# Help finding instructions to re-jet Honda 2000i for altitude



## outwestbound (Jan 1, 2019)

Greetings and Happy New Year!

Can someone please help me find the pages in the Shop Manual that explain how to re-jet my 2014 Honda 2000i? The shop manual is a $50, 124 page hard bound book that I don't need and can't take on my trip. 

I'm taking my 2014 Honda 2000i on a year long overlanding South American vehicular trip. I'll be at 8,000 to 11,000 a LOT, and over 11,000 some up about 14,000 feet some. I'm living in the vehicle and will not be getting shore power. The Honda is a critical power system. 

I read Honda's "carburetor jetting for high elevations" document. I'm OK with being derated down to 60% of 13.3AAC capacity, because that will still push my inverter/charger to charge my battery bank. I do have solar, but the Honda is an essential backup. 

Looking at Honda's 2 choices; namely, "first" and "second" jets, I think i'll be fine with the first jet, and just run a little rich if over about 11,000 or so. I'll have to re-jet it when I go down closer to sea level. 

I think I've figured out how to use/set it up, if I can just get re-jetting pages from the shop manual.


----------



## outwestbound (Jan 1, 2019)

I just learned something and want to see if this makes sense. 

My issue is how to best deal with altitude. Rather than re-jet the Honda EU2000i, I'm gathering that modifying it to burn propane (dual fuel) might be easier. The Honda sits in a compartment that held an Onan 3.6Kw propane, so I kept the propane there with a quick connect to use with my grill. I assume I can feed the Honda from this very simply. 

I read that being able to regulate the propane mix manually (not by the Honda's carburetor) would essentially let me adjust the mixture to the altitude so I would not have to re-jet it. The RV forum fellow felt that the Honda operating at 9-12,000 feet on propane would have more power than if on gas, even if it had been re-jetted. I don't know if this is correct or now. I have heard that propane reduces power when compared to gas, but it's the altitude that makes the difference.

| Working data |
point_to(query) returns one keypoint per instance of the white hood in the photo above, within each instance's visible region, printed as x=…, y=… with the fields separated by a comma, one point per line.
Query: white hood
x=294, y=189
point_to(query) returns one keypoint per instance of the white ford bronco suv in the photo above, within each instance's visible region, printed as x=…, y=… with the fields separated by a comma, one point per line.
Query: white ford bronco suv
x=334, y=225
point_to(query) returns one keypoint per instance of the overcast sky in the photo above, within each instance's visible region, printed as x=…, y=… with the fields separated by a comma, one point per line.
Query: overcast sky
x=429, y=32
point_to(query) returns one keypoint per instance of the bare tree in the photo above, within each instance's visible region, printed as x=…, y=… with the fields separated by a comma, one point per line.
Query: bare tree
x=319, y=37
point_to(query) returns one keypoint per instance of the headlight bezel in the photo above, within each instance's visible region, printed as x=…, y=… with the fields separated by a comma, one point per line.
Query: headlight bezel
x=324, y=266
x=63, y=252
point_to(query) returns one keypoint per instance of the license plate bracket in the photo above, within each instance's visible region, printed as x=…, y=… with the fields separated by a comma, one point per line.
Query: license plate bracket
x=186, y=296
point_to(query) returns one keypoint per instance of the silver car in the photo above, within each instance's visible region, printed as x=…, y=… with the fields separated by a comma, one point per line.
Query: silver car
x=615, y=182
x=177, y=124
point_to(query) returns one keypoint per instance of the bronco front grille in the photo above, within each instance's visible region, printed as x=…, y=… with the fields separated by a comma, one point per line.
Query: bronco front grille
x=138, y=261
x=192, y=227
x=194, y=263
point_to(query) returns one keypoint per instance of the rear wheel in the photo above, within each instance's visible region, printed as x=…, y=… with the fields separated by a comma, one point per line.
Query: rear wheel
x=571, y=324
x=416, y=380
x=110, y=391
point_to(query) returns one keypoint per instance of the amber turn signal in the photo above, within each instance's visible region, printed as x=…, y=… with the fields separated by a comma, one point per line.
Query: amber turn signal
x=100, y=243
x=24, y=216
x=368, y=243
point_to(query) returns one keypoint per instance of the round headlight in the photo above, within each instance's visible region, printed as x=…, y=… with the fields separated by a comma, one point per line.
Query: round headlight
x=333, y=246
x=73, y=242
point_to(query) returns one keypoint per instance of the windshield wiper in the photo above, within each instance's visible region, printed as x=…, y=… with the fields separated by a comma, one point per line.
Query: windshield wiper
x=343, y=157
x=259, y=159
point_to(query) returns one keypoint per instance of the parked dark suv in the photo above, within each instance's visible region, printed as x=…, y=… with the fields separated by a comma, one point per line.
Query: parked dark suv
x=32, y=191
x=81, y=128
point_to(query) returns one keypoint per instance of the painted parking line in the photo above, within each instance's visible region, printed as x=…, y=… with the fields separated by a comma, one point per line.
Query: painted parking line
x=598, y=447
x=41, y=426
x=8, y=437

---

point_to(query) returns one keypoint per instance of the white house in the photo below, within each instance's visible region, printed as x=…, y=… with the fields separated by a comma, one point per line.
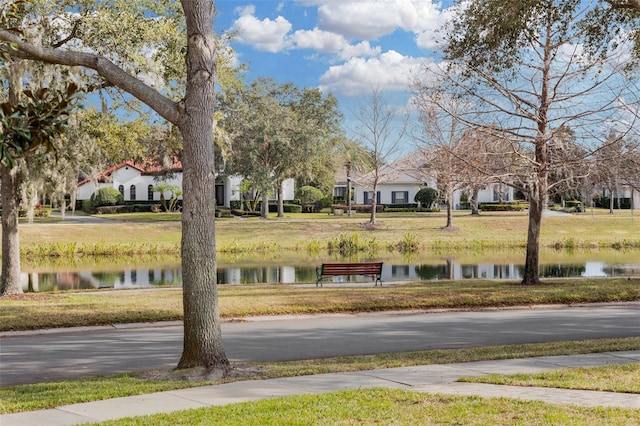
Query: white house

* * *

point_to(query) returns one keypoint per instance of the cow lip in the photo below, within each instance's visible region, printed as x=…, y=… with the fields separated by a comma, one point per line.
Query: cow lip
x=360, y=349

| Work instructions |
a) From the forum thread about re-jetting the Honda generator, extract the passage that begins with the words containing "My issue is" and ends with "this very simply.".
b) Convert the lines of the listing that begin with the line containing "point_to(query) returns one keypoint per instance of the cow" and end with the line containing "x=360, y=349" into a numbered list, skipping any blank lines.

| Answers for the tasks |
a)
My issue is how to best deal with altitude. Rather than re-jet the Honda EU2000i, I'm gathering that modifying it to burn propane (dual fuel) might be easier. The Honda sits in a compartment that held an Onan 3.6Kw propane, so I kept the propane there with a quick connect to use with my grill. I assume I can feed the Honda from this very simply.

b)
1. point_to(query) returns one keypoint per instance of the cow lip in the photo below, within each instance's visible region, printed as x=…, y=… with the fields separated by a comma, one point per line.
2. Query: cow lip
3. x=360, y=349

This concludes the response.